╔══

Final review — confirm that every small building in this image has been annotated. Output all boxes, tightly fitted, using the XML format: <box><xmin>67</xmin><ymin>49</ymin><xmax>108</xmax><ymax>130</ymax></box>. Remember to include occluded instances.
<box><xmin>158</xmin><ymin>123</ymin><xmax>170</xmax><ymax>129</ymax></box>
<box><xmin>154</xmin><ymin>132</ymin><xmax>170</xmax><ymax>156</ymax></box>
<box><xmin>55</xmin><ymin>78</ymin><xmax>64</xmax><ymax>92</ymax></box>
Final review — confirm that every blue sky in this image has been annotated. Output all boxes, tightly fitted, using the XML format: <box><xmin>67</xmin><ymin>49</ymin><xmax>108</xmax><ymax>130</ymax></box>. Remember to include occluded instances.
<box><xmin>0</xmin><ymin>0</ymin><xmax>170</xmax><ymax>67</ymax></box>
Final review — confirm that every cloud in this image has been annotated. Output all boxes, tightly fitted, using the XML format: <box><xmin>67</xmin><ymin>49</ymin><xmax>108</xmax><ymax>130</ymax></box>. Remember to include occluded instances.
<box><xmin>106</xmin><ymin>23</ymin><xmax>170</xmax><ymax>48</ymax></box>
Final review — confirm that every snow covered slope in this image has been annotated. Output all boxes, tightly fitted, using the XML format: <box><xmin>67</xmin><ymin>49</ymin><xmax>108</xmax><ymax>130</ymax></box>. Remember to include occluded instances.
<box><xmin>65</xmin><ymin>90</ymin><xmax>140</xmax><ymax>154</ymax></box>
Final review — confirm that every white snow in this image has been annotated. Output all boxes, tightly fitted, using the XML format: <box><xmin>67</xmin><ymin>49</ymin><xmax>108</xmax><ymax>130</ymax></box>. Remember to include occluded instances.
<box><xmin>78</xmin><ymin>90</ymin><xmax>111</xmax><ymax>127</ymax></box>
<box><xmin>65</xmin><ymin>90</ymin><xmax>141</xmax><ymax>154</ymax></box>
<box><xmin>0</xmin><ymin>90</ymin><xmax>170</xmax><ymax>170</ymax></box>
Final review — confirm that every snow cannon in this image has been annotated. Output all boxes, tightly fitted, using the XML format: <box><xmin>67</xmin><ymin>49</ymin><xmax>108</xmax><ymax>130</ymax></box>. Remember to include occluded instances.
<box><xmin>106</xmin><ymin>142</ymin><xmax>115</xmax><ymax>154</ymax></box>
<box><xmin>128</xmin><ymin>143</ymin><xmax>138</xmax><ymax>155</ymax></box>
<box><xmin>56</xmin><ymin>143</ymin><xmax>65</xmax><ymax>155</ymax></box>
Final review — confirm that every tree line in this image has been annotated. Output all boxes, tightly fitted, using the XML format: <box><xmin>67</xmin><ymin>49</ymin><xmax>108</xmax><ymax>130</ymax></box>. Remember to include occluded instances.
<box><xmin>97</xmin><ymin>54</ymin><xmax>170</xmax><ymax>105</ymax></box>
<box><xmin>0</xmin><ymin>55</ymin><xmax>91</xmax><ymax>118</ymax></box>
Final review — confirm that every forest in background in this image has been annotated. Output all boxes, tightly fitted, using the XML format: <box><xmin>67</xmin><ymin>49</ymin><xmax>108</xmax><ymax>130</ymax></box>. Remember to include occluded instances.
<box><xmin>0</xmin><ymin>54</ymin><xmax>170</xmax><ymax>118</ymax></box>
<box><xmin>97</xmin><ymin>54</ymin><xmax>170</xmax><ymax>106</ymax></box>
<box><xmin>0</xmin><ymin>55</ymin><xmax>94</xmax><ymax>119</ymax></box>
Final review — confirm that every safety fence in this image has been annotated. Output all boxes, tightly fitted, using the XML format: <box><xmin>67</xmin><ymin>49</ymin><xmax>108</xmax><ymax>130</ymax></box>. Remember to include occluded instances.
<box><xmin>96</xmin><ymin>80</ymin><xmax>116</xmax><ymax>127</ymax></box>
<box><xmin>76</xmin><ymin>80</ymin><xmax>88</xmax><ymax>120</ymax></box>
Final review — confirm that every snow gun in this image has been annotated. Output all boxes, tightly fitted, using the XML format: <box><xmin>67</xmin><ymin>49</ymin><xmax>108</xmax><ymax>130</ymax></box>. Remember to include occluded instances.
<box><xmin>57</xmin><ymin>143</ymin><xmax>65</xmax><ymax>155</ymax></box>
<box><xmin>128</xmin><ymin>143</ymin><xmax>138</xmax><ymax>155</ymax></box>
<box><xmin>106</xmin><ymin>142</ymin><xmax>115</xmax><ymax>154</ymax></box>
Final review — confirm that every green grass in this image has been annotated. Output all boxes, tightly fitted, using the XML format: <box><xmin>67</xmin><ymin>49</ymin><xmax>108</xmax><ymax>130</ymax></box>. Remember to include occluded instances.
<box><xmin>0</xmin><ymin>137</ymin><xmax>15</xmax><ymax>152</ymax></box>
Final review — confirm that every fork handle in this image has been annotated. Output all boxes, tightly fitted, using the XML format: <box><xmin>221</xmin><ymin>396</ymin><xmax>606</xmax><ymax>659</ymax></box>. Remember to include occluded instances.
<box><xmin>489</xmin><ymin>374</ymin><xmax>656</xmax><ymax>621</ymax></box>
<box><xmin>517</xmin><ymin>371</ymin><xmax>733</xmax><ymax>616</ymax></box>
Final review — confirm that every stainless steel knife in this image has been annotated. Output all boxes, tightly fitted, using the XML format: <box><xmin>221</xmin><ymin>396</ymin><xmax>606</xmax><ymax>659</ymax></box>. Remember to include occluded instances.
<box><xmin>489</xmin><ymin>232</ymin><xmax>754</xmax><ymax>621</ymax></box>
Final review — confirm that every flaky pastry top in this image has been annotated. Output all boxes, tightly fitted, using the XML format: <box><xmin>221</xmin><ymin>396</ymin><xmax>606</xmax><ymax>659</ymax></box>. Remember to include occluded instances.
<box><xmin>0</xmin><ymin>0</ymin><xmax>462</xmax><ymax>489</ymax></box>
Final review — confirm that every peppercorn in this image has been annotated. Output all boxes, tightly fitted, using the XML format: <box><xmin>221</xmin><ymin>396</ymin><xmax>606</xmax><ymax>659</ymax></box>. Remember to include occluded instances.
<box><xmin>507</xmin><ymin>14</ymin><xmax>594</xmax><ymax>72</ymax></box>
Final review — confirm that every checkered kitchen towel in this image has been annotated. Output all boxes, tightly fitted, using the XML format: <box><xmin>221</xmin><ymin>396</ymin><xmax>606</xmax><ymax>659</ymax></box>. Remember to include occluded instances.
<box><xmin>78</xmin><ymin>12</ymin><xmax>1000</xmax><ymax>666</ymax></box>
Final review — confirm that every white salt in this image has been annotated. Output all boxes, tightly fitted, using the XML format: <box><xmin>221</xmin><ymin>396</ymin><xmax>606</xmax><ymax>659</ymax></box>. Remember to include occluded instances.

╚══

▸ **What the task asks**
Begin with the line that contains "Final review — confirm that every fork" and set down each line exactly until the records above end, including the final line.

▸ **Solved exercise**
Final review — confirm that every fork handle in this image has been annotated. Output all boxes, tightly fitted, using the XML format: <box><xmin>221</xmin><ymin>396</ymin><xmax>606</xmax><ymax>659</ymax></box>. Remember to include occluded instances.
<box><xmin>489</xmin><ymin>374</ymin><xmax>656</xmax><ymax>621</ymax></box>
<box><xmin>517</xmin><ymin>371</ymin><xmax>733</xmax><ymax>616</ymax></box>
Final review — confirm that every stainless steel knife in this image has been annotated. Output all boxes, tightly fitted, using the XML format: <box><xmin>221</xmin><ymin>396</ymin><xmax>606</xmax><ymax>659</ymax></box>. Remember to include occluded instances.
<box><xmin>489</xmin><ymin>232</ymin><xmax>754</xmax><ymax>621</ymax></box>
Final review — confirm that every flaky pastry top in this image has been annotated. Output all boxes, tightly fitted, using the XML format: <box><xmin>221</xmin><ymin>396</ymin><xmax>606</xmax><ymax>659</ymax></box>. Remember to include occluded instances.
<box><xmin>0</xmin><ymin>0</ymin><xmax>462</xmax><ymax>489</ymax></box>
Final review — confirm that every peppercorn in this image has been annotated. Output all boxes, tightly fitted, using the XML format: <box><xmin>221</xmin><ymin>396</ymin><xmax>606</xmax><ymax>659</ymax></box>. Remember to include occluded instances.
<box><xmin>507</xmin><ymin>14</ymin><xmax>594</xmax><ymax>72</ymax></box>
Final review — confirm that every checkered kitchen towel in this image has been annotated. Output all boxes, tightly fitted, using the XML format: <box><xmin>221</xmin><ymin>396</ymin><xmax>606</xmax><ymax>659</ymax></box>. Remember to include occluded instances.
<box><xmin>78</xmin><ymin>12</ymin><xmax>1000</xmax><ymax>666</ymax></box>
Final review — confirm that every white salt in this image has been annotated. Output all boxes, tightly fitted, using the XML format: <box><xmin>221</xmin><ymin>396</ymin><xmax>606</xmax><ymax>659</ymax></box>. Remember to include occluded instances.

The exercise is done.